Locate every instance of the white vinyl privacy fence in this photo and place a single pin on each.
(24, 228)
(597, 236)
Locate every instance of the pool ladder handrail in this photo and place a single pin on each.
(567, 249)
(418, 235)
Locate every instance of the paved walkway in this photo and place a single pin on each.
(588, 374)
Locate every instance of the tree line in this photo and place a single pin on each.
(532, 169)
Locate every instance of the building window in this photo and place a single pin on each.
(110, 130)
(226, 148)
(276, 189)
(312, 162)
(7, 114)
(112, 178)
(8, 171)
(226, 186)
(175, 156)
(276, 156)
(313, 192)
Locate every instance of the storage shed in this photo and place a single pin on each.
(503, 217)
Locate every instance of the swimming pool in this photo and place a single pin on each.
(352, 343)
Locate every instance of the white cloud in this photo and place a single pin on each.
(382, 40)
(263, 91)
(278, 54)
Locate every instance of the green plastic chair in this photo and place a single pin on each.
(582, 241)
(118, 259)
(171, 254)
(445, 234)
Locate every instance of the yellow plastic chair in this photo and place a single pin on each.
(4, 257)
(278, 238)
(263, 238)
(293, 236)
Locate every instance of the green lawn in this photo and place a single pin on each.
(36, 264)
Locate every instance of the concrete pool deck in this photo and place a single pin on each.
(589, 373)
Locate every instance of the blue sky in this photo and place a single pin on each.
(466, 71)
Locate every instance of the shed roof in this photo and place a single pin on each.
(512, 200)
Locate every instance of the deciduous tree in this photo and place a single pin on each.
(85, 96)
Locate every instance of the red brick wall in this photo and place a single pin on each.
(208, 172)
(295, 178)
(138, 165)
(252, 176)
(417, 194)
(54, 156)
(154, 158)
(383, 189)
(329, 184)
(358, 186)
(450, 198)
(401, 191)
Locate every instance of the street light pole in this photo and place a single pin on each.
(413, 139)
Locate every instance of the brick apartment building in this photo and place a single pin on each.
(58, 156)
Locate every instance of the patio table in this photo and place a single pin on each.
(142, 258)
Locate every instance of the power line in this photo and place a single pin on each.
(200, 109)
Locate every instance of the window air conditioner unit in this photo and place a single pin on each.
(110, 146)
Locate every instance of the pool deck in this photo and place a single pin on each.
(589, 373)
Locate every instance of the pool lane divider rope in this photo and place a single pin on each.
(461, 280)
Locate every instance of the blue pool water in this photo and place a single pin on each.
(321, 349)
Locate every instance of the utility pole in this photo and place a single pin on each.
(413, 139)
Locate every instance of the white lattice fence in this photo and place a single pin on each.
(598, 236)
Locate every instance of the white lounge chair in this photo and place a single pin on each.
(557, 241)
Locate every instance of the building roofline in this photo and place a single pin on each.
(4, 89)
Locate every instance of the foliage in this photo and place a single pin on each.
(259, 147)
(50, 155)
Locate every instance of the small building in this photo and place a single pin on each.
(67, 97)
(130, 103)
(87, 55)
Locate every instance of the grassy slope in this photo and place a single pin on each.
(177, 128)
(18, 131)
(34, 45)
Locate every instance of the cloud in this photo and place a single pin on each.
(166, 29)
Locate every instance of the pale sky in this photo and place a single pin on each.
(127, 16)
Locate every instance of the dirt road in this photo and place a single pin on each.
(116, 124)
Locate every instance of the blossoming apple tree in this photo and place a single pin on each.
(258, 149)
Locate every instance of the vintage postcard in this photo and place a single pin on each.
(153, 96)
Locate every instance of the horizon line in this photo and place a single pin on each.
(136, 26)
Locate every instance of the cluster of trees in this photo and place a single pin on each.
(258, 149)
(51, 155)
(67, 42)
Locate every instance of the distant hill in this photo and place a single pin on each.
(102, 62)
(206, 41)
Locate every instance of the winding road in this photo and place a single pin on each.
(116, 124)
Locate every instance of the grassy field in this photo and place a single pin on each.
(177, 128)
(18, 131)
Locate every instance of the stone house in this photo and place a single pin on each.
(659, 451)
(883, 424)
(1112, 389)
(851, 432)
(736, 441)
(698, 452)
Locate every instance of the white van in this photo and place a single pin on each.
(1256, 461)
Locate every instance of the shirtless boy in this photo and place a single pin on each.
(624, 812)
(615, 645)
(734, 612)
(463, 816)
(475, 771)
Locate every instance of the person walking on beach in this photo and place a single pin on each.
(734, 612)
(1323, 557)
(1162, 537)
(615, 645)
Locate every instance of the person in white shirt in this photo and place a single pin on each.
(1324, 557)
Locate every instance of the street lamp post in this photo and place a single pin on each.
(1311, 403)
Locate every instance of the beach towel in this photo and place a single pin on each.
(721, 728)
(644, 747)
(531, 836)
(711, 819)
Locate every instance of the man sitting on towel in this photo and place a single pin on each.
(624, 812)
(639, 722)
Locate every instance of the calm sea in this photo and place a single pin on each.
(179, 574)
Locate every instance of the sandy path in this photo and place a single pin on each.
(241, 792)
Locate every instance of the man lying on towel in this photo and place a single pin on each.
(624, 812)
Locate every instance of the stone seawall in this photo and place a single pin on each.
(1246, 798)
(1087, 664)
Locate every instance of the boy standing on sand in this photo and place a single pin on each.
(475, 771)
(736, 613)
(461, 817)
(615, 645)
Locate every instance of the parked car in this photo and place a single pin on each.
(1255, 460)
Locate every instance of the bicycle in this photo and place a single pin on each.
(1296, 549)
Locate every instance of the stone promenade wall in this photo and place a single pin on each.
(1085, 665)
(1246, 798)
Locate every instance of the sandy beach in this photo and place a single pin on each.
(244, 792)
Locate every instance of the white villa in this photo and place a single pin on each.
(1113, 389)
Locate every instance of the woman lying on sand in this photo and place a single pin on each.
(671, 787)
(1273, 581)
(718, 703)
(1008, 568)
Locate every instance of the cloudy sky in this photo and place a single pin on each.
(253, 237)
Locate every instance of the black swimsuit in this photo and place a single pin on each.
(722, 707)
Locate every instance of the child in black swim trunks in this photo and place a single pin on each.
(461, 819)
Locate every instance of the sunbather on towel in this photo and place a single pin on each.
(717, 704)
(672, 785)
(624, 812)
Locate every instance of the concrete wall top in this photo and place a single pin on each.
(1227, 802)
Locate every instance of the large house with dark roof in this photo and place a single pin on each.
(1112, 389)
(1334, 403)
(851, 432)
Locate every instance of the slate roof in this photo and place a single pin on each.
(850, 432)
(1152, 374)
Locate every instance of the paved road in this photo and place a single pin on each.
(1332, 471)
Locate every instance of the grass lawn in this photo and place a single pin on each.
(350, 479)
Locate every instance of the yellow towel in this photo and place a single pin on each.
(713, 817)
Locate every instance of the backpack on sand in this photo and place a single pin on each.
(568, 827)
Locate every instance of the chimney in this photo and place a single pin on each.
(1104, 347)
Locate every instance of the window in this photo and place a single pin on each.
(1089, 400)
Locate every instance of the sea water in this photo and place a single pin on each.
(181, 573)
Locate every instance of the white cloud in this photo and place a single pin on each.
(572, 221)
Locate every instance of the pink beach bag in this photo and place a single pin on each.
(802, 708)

----

DIRECTIONS: Give again, word for word, every line from the one holding "Locate every instance of the slate" to the end of the data.

WRITTEN RESPONSE:
Locate every instance of the slate roof in this photo and place a single pin on each.
(850, 432)
(1152, 374)
Locate every instance of the paved road in this photo and place a single pin on each.
(1332, 471)
Locate every instance of the grass lawn in this photo and place a single pin on each.
(350, 479)
Locate every instance of the yellow towel in this photo and place a single pin on each.
(713, 817)
Locate every instance of the backpack on sand in this photo and place a single pin on each.
(568, 827)
Locate every instance of the chimney in this photo and place a single pin on each.
(1104, 347)
Locate every instance of the window in this photo and place a single pin on each.
(1089, 400)
Locate every instance of the sea water in this photo and place a single pin on each.
(181, 573)
Locate every instance of the white cloud in this photo and place a single pin on each.
(572, 221)
Locate every instance of the pink beach bag in this photo and place a single pin on each.
(802, 708)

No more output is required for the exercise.